-------- EXTRACTED TEXT
We therefore designed a stimuli-sensitive HFt-based nanocarrier, in which HFt is joined with a peptide sequence specifically cleavable by metalloproteases 2 and 9 (MP) to a shielding polypeptide named PASE, which is composed of only proline (P), alanine (A), serine (S), and glutamic acid (E) (Fig. 1). The PASE polypeptide increases HFt water solubility, causes a tenfold decrease in TfR binding affinity, and extends the half-life of the nanocarrier in the bloodstream compared to native HFt [38]. At the tumor site, the PASE-linked MP sequence is selectively cleaved off by matrix metalloproteases 2 and 9 of the tumor microenvironment, leading to HFt unmasking, and hence to binding to TfR1, selective internalization in the cancer cells, and tumor killing. The HFt-MP-PASE protein (also called The-05) incorporating doxorubicin, mitoxantrone and the potent non-camptothecin topoisomerase I inhibitor Genz-644282 was proved to be efficacious against several tumor models of different origin and well-tolerated in multiple-cycle repeat-dose study in both mice and rats [25, 38,39,40].

Fig. 1: Mechanism of action of The-0504.

The-05 is composed by polypeptide comprises the N-terminal shielding PASE moiety (blue), a matrix metalloprotease (MMP)-cleavable linker (clear blue) and a C-terminal human ferritin heavy chain (HFt, orange), that fold into a The-05 monomer. In the presence of the drug Genz-644282, using a simple pH-dependent association-dissociation protocol, the monomer assembles into a The-0504 24-mer, where the drug is encapsulated into the stimuli-sensitive protein, that can be administered to the tumor mice model. In the tumor microenvironment MMP-mediated cleavage of the PASE shield occurs, the The-0504 is internalized by glioma cells via TfR1, and the drug is released into glioma cells, where it inhibits topoisomerase I.
----------------
-------- DATASET ENTRIES
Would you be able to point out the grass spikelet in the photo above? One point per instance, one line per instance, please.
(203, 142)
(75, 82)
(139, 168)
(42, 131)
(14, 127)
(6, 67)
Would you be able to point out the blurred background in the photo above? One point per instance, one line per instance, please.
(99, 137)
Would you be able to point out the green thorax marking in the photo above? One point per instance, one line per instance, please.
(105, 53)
----------------
# WHAT THIS EXERCISE ASKS
1) According to the passage on the HFt-based nanocarrier, which four amino acids make up the PASE polypeptide?
2) Write a continuation of the passage on the HFt-based nanocarrier, beginning after its last sentence.
The entries are separate material with no connection to the passage on the HFt-based nanocarrier.

# RESULTS FOR EACH TASK
1) Proline, alanine, serine, and glutamic acid.

2)
The compound formed by The-05 and Genz-644282 is named The-0504, and here we evaluated its activity on murine glioma cells, both in vitro and in in vivo model. In order to be able to use our stimuli-sensitive delivery system, first we measured the levels of TfR1 in these glioma cells compared to normal brain cells. In addition, the affinity between HFt and both human and mouse TfR1 were evaluated by Surface Plasmon Resonance experiments.

Then, we tested the ability of our nanovector system to reduce glioma growth and increase overall survival. To this end, we evaluated two different administration routes: intravenous and intranasal. The nose-to-brain route has several advantages, since it is a highly accessible, non-invasive pathway of delivery, characterized by rapid onset of action and high cerebral bioavailability, that has been tested in many investigational studies in the past five years and has the potential to pave the way for a brighter future in the management of brain diseases; a few approved nasal formulations exist for brain disorders such as opioid overdose, migraine, depression, pain and anxiety [16]. The nose-to-brain route is easily accessible, highly vascularized, and physically short. It is directly connected to the brain via the olfactory pathway, the respiratory pathway, the systemic pathway, and the nasopharynx-associated lymphoid tissue. Importantly, it partially bypasses the BBB [16, 41]. However, intranasal administration has limitations, as the limited administration volume, mucus layer, and the possibility that drugs can be degraded and/or fail to reach the site of action. This has led to many studies on the implementation of nanoparticle systems, based on many different carriers such as liposomes, micelles and polymeric nanoparticles, to overcome these limitations and accurately deliver drugs to the site of action [16]. For these reasons, we decided to preliminarily investigate the possible use of The-0504 in brain tumors via the nose-to-brain route using an orthotopic model of murine glioma.